### Data to use ###

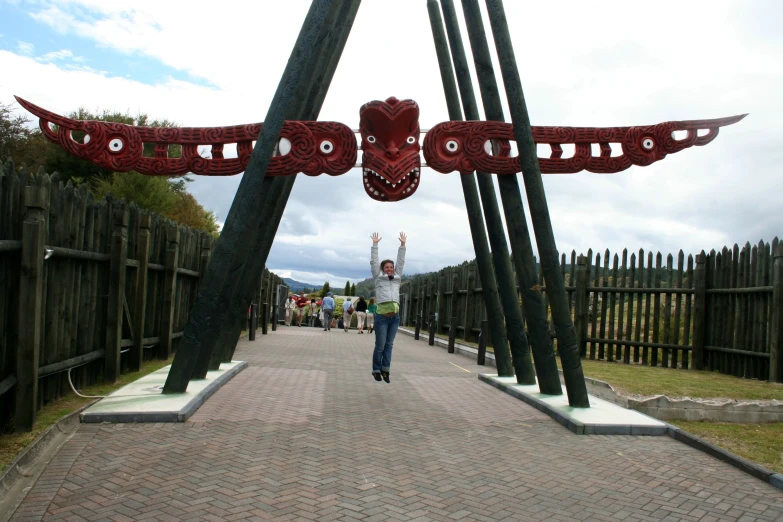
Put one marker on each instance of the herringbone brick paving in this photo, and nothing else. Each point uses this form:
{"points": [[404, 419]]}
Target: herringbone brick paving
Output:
{"points": [[305, 433]]}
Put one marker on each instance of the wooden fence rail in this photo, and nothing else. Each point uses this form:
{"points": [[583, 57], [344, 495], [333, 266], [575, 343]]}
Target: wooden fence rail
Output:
{"points": [[90, 287], [724, 313]]}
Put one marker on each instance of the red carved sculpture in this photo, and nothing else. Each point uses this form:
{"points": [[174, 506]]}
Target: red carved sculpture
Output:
{"points": [[391, 165], [305, 146], [465, 146]]}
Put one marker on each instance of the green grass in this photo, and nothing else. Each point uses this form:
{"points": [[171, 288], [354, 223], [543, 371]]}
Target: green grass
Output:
{"points": [[760, 443], [12, 444]]}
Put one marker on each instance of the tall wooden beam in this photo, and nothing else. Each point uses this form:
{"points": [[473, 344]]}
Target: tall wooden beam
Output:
{"points": [[576, 389], [475, 218], [236, 238], [36, 199], [514, 210]]}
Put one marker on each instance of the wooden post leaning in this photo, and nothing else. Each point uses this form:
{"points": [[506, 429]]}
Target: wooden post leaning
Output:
{"points": [[30, 302], [117, 270], [776, 341], [143, 248], [169, 285]]}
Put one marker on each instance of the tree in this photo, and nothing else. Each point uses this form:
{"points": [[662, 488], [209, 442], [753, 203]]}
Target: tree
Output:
{"points": [[166, 196]]}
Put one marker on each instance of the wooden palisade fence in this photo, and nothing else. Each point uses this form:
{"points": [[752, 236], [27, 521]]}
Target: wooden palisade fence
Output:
{"points": [[722, 312], [90, 289]]}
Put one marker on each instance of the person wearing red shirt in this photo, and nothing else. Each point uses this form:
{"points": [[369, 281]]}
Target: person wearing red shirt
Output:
{"points": [[301, 302]]}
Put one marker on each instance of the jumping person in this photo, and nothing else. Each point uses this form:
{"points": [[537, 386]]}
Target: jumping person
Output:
{"points": [[387, 278]]}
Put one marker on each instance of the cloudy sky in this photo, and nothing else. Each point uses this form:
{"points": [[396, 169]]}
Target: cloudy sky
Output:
{"points": [[582, 64]]}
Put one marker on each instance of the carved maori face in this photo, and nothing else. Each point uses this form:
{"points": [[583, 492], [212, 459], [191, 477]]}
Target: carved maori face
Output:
{"points": [[391, 165]]}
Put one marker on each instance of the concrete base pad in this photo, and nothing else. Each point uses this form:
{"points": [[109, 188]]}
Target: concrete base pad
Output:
{"points": [[602, 418], [143, 400]]}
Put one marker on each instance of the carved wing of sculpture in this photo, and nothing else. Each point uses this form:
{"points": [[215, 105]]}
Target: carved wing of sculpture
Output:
{"points": [[311, 147], [466, 146]]}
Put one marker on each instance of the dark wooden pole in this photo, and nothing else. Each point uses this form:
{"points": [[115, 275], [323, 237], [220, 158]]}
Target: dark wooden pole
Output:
{"points": [[169, 288], [482, 354], [36, 199], [473, 206], [452, 333], [136, 355], [310, 96], [238, 236], [535, 311], [776, 340], [576, 389], [117, 270], [699, 310], [501, 257]]}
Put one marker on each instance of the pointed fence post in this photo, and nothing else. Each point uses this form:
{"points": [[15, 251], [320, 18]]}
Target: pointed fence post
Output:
{"points": [[36, 199], [581, 298], [117, 271], [776, 344], [699, 310], [452, 333], [169, 287], [142, 253], [253, 322]]}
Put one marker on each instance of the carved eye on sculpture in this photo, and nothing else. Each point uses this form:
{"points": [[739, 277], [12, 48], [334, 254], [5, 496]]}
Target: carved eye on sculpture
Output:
{"points": [[327, 147], [116, 145], [284, 146]]}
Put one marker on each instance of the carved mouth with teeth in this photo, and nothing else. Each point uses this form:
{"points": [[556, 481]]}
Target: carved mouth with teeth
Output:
{"points": [[381, 188]]}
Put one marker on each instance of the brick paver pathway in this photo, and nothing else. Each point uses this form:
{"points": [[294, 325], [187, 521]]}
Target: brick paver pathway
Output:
{"points": [[306, 433]]}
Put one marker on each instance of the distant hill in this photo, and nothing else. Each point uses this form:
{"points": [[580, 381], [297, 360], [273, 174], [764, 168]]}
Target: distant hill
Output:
{"points": [[298, 286]]}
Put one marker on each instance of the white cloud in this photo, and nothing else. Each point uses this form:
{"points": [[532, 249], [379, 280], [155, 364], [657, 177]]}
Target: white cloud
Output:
{"points": [[616, 66], [25, 48], [63, 54]]}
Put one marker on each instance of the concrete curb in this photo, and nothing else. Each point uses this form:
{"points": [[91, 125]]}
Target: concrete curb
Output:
{"points": [[28, 466], [181, 415], [680, 435], [576, 426]]}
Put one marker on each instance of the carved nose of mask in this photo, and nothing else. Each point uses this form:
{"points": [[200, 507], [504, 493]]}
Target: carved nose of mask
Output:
{"points": [[393, 153]]}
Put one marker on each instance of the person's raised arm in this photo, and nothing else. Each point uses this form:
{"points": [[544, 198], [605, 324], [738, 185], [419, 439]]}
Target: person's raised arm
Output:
{"points": [[375, 265], [400, 254]]}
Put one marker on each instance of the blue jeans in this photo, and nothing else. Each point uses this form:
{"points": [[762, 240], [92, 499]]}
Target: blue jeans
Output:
{"points": [[385, 331]]}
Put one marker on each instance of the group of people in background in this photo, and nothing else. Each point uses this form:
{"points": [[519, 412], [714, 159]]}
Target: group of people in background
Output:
{"points": [[322, 312], [383, 315]]}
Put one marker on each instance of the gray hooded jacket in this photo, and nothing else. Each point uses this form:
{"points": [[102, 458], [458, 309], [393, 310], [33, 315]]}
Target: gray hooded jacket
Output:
{"points": [[386, 289]]}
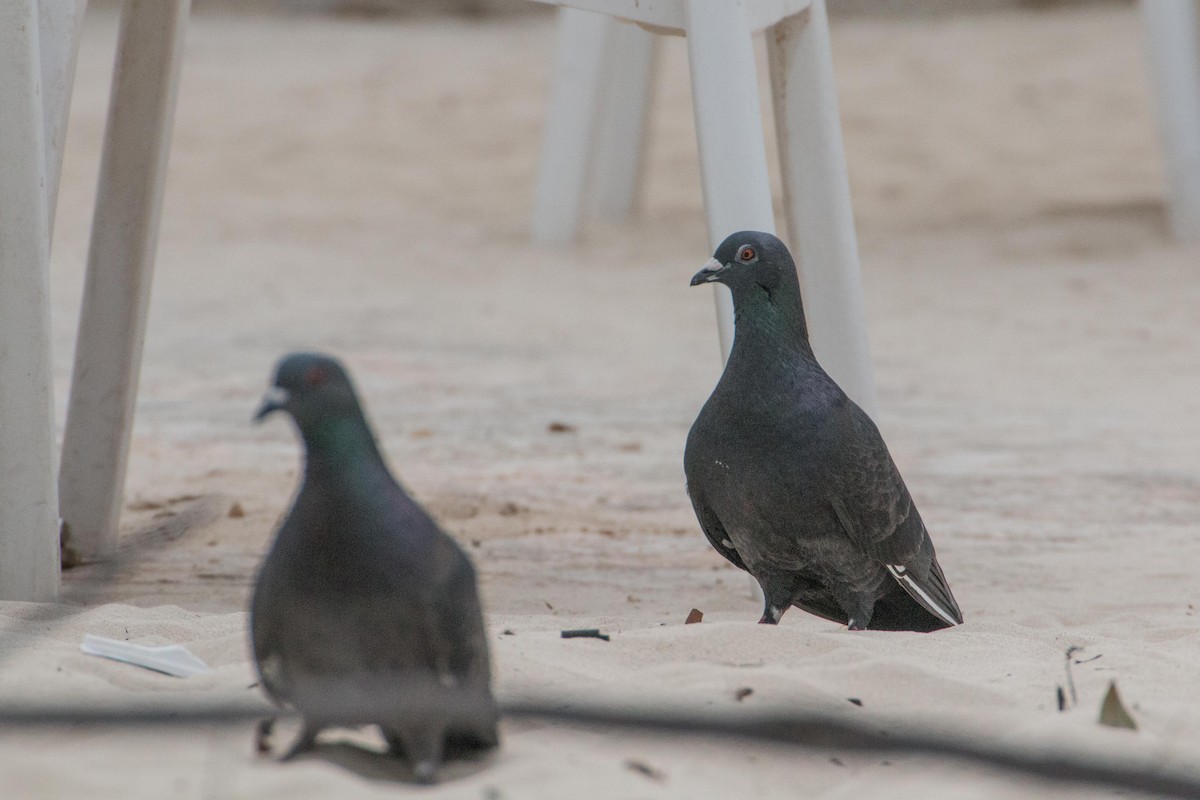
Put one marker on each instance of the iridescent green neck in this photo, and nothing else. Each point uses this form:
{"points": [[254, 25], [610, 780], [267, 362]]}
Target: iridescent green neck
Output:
{"points": [[340, 444]]}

###

● What you need to do:
Exclude the pictures and transcribe all of the entries exactly.

● Answer in full:
Put one marker on each instance of the herringbone brick paving in this photo, and nothing else. Each point uses this form:
{"points": [[404, 419]]}
Target: herringbone brick paving
Output:
{"points": [[305, 433]]}
Put one marker on each instance of the wooden fence rail in this photo, and nothing else. Each point uses this form:
{"points": [[583, 57], [344, 495], [333, 266], [575, 343]]}
Target: wooden fence rail
Output:
{"points": [[90, 287], [724, 313]]}
Put one marker on each instance of the red carved sculpture in this photo, and nothing else. Each point uses this form:
{"points": [[174, 506]]}
Target: red carved sculpture
Output:
{"points": [[391, 165], [305, 146], [465, 146]]}
Put one marker on each instance of the green grass in this photo, and nothing else. Each point uses this form:
{"points": [[171, 288], [354, 223], [543, 371]]}
Target: green grass
Output:
{"points": [[760, 443], [12, 444]]}
Put one marker on each instance of the tall wooden beam in this photo, and nothing else. Each point uses this form:
{"points": [[473, 344]]}
Target: tall wooden beam
Output:
{"points": [[576, 389], [475, 218], [236, 238], [36, 199], [514, 210]]}
Put one marker on each instance of the wooden post leaning in this photo, and nothing else. Each point uses this form:
{"points": [[506, 429]]}
Target: wooden post leaning
Output:
{"points": [[30, 302], [117, 270], [776, 341], [143, 248], [169, 285]]}
Put one marker on each instance of the tree in this photo, and nothing else. Each point uses this form:
{"points": [[662, 488], [209, 442], [753, 203]]}
Target: tree
Output:
{"points": [[166, 196]]}
Put one marker on each instance of the wooden palisade fence in this photo, and nothing else. Each point uses this form:
{"points": [[752, 236], [27, 521]]}
Target: wooden palisade fence
Output:
{"points": [[722, 312], [90, 289]]}
Put one marker on each instance of the person wearing red shirt in this photo, and nothing else. Each point uses this form:
{"points": [[369, 281]]}
Target: person wearing red shirt
Output:
{"points": [[301, 302]]}
Put one marker on each instance of the jumping person in this photo, and nothing else. Each point uses this form:
{"points": [[537, 386]]}
Target: jumping person
Output:
{"points": [[387, 278]]}
Put one marker on each instance of the cloudy sky in this photo, and nothing else. Each point uses this form:
{"points": [[396, 169]]}
Target: cloudy sky
Output:
{"points": [[582, 64]]}
Put one marker on each instance of the carved maori face in this photo, and nothing else. Each point uses this form:
{"points": [[583, 492], [212, 459], [191, 477]]}
Target: carved maori face
Output:
{"points": [[391, 165]]}
Put one marker on each instance of the concrete base pad in this photo, and nothing else. Each point uses this form:
{"points": [[109, 188]]}
Target: concrete base pad
Output:
{"points": [[602, 418], [143, 400]]}
Put one marker on each instance of the carved wing of sculpture in this photo, and nothing else. Each point uses this form:
{"points": [[215, 105]]}
Target: carved wing of sculpture
Output:
{"points": [[311, 147], [466, 146]]}
Put one marker on each instance of the dark wooden pole in this photo, and nothing else. Each point uses this form:
{"points": [[115, 275], [323, 237], [220, 158]]}
Target: dark wooden pole
Output:
{"points": [[169, 288], [482, 354], [36, 199], [473, 206], [452, 333], [136, 355], [310, 96], [238, 236], [535, 311], [776, 340], [576, 389], [117, 270], [699, 310], [501, 257]]}
Put one marker on each instance of the pointed fence post in this photo, and nothing else. Each point uses this form:
{"points": [[15, 251], [320, 18]]}
Target: pointed fence post
Output:
{"points": [[36, 199], [581, 298], [117, 271], [776, 344], [699, 310], [452, 333], [169, 287], [142, 253], [253, 322]]}
Put one marker on each instance of the carved eye on sculpture in this photo, and nothing else. Each point uses this form:
{"points": [[739, 277], [12, 48], [334, 254], [5, 496]]}
Target: carved eye on sculpture
Output:
{"points": [[327, 147], [116, 145], [284, 146]]}
Put one marker on each instance of the carved mouth with teeth in this photo, and nothing else. Each point uses this form:
{"points": [[556, 481]]}
Target: carved mouth with teeth
Output:
{"points": [[381, 188]]}
Put one marker on each instance of the brick paver pathway in this photo, and nothing else. Each point uses this form:
{"points": [[294, 325], [187, 521]]}
Target: brick paver pathway
Output:
{"points": [[306, 433]]}
Put one marker on each instance of the distant hill in this photo, and nothing else. Each point uses this form:
{"points": [[580, 381], [297, 360], [273, 174], [764, 168]]}
Target: distant hill
Output:
{"points": [[298, 286]]}
Put one marker on each instance of the white cloud in this photo, and nothing else. Each point uses this form:
{"points": [[532, 249], [379, 280], [155, 364], [657, 177]]}
Target: white cloud
Output:
{"points": [[616, 66], [25, 48], [63, 54]]}
Put one marker on each instance of the concrete curb in this photo, and nothing else. Each point uses this form:
{"points": [[91, 125]]}
Target: concrete curb
Output:
{"points": [[28, 466], [181, 415], [680, 435], [576, 426]]}
Put one marker on each instance of the carved nose of mask in this photo, and nothing else. Each point uses this form:
{"points": [[200, 507], [504, 493]]}
Target: carved nose of mask
Output:
{"points": [[393, 153]]}
Put one marker on each instance of the person's raised arm in this photo, and nothing else. Each point uses this form:
{"points": [[544, 198], [605, 324], [738, 185], [419, 439]]}
Target: person's raised arm
Output:
{"points": [[375, 265], [400, 254]]}
Put one marker on each instance of the blue jeans in this photo, and nothing else. Each point uses this form:
{"points": [[762, 240], [92, 499]]}
Target: blue jeans
Output:
{"points": [[385, 331]]}
Put one marker on each instance of the group of people in background in this photo, and nothing else. Each point uses this form:
{"points": [[519, 412], [714, 159]]}
Target: group of people in background
Output:
{"points": [[322, 312], [383, 315]]}
Put one marker on each instance of the gray hooded jacket in this photo, and nothing else. Each point uses this form:
{"points": [[102, 458], [458, 309], [393, 310], [33, 315]]}
Target: gray hooded jacket
Output:
{"points": [[386, 289]]}
Put one marker on each instance of the iridescent green neck in this photo, and nothing else. Each point uses this form:
{"points": [[254, 25], [610, 780], [267, 362]]}
Target: iridescent green neck
Output:
{"points": [[340, 444]]}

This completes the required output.